■ Assigned task
Your task is to transcribe the material that follows, line by line and exactly.

########################################

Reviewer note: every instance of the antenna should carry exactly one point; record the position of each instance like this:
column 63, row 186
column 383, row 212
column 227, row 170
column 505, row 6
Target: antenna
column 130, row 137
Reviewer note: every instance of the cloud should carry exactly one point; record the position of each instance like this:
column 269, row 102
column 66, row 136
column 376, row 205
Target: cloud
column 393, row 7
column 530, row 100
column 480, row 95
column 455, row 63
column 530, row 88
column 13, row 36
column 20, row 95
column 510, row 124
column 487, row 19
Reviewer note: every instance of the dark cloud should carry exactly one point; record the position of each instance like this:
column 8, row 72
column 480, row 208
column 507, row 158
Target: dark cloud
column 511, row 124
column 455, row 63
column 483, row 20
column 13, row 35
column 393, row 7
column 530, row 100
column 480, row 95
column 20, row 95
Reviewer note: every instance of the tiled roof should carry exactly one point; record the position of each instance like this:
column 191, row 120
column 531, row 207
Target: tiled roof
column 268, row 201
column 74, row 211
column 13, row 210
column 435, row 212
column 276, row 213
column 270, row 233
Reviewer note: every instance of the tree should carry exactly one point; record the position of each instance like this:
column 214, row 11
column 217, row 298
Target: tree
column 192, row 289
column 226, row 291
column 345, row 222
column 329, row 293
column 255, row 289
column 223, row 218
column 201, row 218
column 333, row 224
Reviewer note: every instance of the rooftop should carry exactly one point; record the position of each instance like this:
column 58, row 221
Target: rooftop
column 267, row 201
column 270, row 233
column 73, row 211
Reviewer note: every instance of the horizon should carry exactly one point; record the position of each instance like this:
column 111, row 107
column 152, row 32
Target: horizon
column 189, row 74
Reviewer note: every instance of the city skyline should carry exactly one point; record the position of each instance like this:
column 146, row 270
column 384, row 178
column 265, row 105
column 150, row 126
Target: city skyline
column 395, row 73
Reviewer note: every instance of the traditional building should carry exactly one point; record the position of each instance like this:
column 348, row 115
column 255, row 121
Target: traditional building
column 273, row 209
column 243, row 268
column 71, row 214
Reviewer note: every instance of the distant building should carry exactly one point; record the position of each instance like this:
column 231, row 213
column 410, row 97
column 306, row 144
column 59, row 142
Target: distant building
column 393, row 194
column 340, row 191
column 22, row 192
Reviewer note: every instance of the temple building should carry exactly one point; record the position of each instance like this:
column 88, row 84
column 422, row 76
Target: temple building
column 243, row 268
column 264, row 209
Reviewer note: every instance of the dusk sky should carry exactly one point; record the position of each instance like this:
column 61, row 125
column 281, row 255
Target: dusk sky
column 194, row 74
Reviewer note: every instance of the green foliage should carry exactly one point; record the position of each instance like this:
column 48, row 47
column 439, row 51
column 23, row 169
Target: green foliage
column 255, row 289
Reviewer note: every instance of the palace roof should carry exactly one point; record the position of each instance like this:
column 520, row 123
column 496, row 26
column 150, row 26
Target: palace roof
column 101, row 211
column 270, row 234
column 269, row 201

########################################

■ Exercise result
Reviewer note: every instance of the antenna should carry exactly one point; record the position of each instance like this:
column 63, row 186
column 383, row 212
column 227, row 170
column 505, row 6
Target: antenna
column 130, row 137
Reviewer note: every instance of the cloud should carry exactly one point; record the position of each instance like this:
column 269, row 102
column 66, row 136
column 376, row 205
Target: cloud
column 393, row 7
column 530, row 100
column 480, row 95
column 455, row 63
column 530, row 88
column 13, row 36
column 20, row 95
column 510, row 124
column 487, row 19
Reviewer note: every instance of the dark cloud should carry exactly one point; record the position of each instance like this:
column 8, row 72
column 480, row 208
column 507, row 158
Target: dark cloud
column 511, row 124
column 455, row 63
column 483, row 20
column 13, row 35
column 393, row 7
column 530, row 100
column 480, row 95
column 20, row 95
Reviewer note: every instance of the tiled roof should carry exactly one point; record the position of each instance like this:
column 191, row 120
column 531, row 207
Target: tiled roof
column 268, row 201
column 74, row 211
column 13, row 210
column 435, row 212
column 276, row 213
column 270, row 233
Reviewer note: every instance of the tree should carry exactly one point; record the position of each instance like this:
column 214, row 11
column 217, row 298
Target: tree
column 192, row 289
column 226, row 291
column 345, row 222
column 329, row 293
column 255, row 289
column 223, row 218
column 201, row 218
column 333, row 224
Reviewer note: every instance of the rooftop should carry exactly one point; record the position of each instance like this:
column 58, row 221
Target: rooftop
column 267, row 201
column 270, row 233
column 73, row 211
Reviewer note: every instance of the horizon should carry exactly one point; record the position of each instance like this:
column 111, row 107
column 152, row 32
Target: horizon
column 189, row 74
Reviewer note: every instance of the city skyline should carry exactly one point; record the position of each instance like this:
column 146, row 270
column 384, row 178
column 265, row 105
column 150, row 126
Target: city skyline
column 395, row 73
Reviewer note: every instance of the traditional building should carry exactly one point; record the position of each instance like this:
column 348, row 115
column 255, row 121
Target: traditional building
column 273, row 209
column 243, row 268
column 71, row 214
Reviewer note: every instance of the distant building should carry exactly one point; record the position of each instance like this:
column 231, row 213
column 410, row 97
column 306, row 144
column 59, row 142
Target: distant building
column 393, row 194
column 340, row 191
column 22, row 192
Reviewer note: every instance of the temple building should carry exactly one point; record the position of each instance like this:
column 88, row 84
column 422, row 76
Target: temple building
column 243, row 268
column 264, row 209
Reviewer note: every instance of the dusk sky should carry exactly one point; record the position of each instance like this:
column 61, row 125
column 281, row 255
Target: dusk sky
column 194, row 74
Reviewer note: every instance of the green foliage should carry exactly one point; record the position of each instance like this:
column 48, row 47
column 439, row 51
column 23, row 169
Target: green foliage
column 255, row 289
Reviewer note: every instance of the palace roof should carry exactly one point; record the position of each instance like this:
column 520, row 123
column 496, row 26
column 150, row 26
Target: palace roof
column 101, row 211
column 270, row 234
column 269, row 201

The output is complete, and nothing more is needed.